[[ Data supplied, beginning ]]
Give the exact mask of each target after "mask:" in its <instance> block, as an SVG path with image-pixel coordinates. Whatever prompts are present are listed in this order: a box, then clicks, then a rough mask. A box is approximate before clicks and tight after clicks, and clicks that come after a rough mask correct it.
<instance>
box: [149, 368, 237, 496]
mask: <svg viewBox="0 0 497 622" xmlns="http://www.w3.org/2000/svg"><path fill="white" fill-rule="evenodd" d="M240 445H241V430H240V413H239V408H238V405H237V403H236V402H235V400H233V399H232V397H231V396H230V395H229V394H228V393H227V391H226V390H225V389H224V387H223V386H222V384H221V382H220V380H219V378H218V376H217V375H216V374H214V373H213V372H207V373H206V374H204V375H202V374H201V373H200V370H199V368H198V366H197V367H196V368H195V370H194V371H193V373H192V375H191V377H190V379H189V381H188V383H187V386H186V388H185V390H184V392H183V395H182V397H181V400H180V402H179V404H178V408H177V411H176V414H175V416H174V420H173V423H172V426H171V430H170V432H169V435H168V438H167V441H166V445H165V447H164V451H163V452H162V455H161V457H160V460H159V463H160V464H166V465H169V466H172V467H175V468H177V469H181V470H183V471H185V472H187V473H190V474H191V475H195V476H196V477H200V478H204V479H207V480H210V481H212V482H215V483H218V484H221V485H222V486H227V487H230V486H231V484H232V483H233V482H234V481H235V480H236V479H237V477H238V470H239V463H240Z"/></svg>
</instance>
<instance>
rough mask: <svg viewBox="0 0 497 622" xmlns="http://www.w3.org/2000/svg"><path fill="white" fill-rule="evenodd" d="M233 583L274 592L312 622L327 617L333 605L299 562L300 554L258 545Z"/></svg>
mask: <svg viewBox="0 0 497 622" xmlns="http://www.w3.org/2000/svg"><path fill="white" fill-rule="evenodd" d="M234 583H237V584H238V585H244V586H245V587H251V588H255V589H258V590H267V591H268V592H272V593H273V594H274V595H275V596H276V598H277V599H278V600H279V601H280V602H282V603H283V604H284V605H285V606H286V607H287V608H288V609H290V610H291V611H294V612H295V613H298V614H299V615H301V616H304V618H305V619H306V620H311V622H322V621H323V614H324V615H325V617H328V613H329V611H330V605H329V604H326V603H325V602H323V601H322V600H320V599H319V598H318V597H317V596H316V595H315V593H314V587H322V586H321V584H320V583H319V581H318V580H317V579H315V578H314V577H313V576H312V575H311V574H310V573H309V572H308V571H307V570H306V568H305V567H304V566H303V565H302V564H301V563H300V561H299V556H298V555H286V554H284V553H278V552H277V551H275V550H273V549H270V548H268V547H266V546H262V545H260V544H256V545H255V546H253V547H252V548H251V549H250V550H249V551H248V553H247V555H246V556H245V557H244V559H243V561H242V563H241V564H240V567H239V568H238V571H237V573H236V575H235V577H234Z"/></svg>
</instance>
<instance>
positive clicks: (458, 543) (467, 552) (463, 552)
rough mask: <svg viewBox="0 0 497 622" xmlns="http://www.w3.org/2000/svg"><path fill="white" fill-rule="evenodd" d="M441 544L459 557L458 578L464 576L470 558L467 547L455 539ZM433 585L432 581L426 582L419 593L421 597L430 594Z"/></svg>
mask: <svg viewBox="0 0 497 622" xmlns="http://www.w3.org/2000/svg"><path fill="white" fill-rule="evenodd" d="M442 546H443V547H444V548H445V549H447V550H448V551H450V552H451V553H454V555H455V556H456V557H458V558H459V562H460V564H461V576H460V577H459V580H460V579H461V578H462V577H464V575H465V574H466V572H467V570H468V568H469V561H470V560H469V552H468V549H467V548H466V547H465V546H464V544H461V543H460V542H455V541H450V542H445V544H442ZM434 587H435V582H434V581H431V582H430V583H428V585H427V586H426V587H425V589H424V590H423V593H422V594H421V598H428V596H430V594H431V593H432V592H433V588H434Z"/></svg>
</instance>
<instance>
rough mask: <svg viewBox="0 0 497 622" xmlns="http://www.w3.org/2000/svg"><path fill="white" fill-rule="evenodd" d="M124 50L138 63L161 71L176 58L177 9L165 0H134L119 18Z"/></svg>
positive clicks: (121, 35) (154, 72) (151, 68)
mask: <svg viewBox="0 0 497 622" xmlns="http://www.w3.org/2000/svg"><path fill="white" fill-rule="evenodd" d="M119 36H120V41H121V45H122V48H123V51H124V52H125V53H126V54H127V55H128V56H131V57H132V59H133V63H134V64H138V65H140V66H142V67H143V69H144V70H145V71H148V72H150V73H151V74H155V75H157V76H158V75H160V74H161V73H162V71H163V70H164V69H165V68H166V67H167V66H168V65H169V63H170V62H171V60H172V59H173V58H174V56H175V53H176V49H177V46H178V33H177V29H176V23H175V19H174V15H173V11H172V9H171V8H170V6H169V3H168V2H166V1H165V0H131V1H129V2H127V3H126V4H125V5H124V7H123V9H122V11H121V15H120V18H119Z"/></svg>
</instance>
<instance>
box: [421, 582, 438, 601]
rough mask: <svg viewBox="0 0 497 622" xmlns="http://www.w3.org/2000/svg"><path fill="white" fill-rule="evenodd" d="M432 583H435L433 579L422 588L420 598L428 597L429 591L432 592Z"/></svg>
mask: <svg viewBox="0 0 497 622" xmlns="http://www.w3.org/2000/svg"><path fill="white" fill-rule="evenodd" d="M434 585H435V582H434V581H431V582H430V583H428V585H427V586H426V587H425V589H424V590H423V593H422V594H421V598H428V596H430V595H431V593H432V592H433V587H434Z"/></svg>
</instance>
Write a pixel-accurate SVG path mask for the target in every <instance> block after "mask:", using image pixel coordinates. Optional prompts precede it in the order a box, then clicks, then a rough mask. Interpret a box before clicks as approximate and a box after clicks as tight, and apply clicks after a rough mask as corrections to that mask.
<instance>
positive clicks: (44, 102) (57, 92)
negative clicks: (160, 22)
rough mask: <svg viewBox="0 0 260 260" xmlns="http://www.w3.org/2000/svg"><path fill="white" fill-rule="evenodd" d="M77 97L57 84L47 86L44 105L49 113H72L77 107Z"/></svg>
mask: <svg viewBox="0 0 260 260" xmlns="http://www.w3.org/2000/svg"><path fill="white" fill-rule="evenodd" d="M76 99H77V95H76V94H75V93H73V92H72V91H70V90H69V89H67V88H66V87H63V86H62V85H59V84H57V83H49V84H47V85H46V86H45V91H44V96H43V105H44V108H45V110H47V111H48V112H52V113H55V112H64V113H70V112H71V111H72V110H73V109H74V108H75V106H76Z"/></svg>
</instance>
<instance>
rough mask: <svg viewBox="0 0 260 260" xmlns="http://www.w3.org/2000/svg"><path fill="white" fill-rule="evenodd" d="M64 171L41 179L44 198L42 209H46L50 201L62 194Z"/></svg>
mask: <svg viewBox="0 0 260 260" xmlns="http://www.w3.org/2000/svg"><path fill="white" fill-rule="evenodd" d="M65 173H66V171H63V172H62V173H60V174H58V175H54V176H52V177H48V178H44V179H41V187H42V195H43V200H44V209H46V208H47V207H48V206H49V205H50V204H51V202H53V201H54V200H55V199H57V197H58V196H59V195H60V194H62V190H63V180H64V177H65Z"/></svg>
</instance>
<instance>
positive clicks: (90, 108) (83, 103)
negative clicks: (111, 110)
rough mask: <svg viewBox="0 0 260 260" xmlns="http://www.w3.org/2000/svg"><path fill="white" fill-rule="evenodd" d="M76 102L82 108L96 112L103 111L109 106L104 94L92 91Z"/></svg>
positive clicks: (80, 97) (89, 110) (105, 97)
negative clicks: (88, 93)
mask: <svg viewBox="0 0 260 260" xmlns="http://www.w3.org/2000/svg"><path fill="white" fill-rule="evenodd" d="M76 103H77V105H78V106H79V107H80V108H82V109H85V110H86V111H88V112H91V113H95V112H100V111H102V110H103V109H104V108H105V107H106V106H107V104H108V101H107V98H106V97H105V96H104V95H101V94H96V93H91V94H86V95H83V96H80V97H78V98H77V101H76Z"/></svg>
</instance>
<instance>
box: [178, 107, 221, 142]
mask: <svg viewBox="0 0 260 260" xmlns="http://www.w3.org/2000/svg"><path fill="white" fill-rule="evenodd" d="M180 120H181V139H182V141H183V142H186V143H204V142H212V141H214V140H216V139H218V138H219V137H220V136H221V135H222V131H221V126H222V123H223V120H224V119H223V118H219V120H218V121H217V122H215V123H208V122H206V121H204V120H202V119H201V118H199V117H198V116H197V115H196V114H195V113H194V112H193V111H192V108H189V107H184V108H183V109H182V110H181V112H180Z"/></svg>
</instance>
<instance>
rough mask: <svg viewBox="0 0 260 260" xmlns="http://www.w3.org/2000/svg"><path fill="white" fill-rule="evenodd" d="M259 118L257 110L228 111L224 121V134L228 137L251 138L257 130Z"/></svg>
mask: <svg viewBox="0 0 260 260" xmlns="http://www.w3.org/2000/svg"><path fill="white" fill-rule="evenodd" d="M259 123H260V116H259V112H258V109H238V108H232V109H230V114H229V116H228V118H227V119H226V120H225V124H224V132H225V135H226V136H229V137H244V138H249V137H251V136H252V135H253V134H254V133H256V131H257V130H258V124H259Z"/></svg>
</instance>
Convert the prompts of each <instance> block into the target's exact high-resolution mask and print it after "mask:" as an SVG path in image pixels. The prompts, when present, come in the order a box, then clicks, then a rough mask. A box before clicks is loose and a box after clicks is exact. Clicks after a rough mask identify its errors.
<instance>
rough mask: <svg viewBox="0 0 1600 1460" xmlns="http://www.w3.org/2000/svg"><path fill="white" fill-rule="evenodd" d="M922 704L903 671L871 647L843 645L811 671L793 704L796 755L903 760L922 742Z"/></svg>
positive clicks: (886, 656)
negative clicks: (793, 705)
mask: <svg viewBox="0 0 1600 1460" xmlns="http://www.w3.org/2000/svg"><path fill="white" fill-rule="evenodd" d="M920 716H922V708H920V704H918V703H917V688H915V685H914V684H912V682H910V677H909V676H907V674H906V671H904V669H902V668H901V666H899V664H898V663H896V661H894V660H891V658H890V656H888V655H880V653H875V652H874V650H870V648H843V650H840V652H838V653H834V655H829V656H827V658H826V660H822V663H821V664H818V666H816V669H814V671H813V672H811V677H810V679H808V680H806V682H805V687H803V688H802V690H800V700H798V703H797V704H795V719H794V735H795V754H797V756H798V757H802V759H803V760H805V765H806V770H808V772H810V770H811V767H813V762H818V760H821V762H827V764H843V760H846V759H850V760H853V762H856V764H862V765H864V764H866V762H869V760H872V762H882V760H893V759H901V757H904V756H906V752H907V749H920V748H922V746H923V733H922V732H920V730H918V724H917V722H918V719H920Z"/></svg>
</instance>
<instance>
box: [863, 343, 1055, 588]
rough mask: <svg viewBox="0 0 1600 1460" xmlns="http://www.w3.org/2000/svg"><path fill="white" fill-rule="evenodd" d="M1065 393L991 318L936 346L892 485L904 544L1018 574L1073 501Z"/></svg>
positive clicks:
[[ Data supplied, end ]]
What you will do:
Output exactly the lines of the data that run from the one containing "negative clicks: (793, 705)" to the very last line, and no others.

Exercise solution:
negative clicks: (793, 705)
mask: <svg viewBox="0 0 1600 1460" xmlns="http://www.w3.org/2000/svg"><path fill="white" fill-rule="evenodd" d="M920 716H922V708H920V704H918V703H917V688H915V685H914V684H912V682H910V677H909V676H907V674H906V671H904V669H902V668H901V666H899V664H898V663H896V661H894V660H891V658H890V656H888V655H880V653H875V652H874V650H870V648H843V650H840V652H838V653H834V655H829V656H827V658H826V660H822V663H821V664H818V666H816V669H814V671H813V672H811V677H810V679H808V680H806V682H805V687H803V688H802V690H800V700H798V703H797V704H795V719H794V735H795V754H797V756H798V757H802V759H803V760H805V765H806V770H808V772H810V770H811V767H813V762H818V760H821V762H827V764H843V760H846V759H850V760H853V762H856V764H862V765H864V764H866V762H869V760H872V762H882V760H893V759H901V757H904V756H906V752H907V749H920V748H922V746H923V733H922V732H920V730H918V724H917V722H918V719H920Z"/></svg>
</instance>
<instance>
box: [863, 343, 1055, 588]
rough mask: <svg viewBox="0 0 1600 1460" xmlns="http://www.w3.org/2000/svg"><path fill="white" fill-rule="evenodd" d="M1065 393L991 318L936 346L892 485L904 544L1018 574L1073 501Z"/></svg>
positive clicks:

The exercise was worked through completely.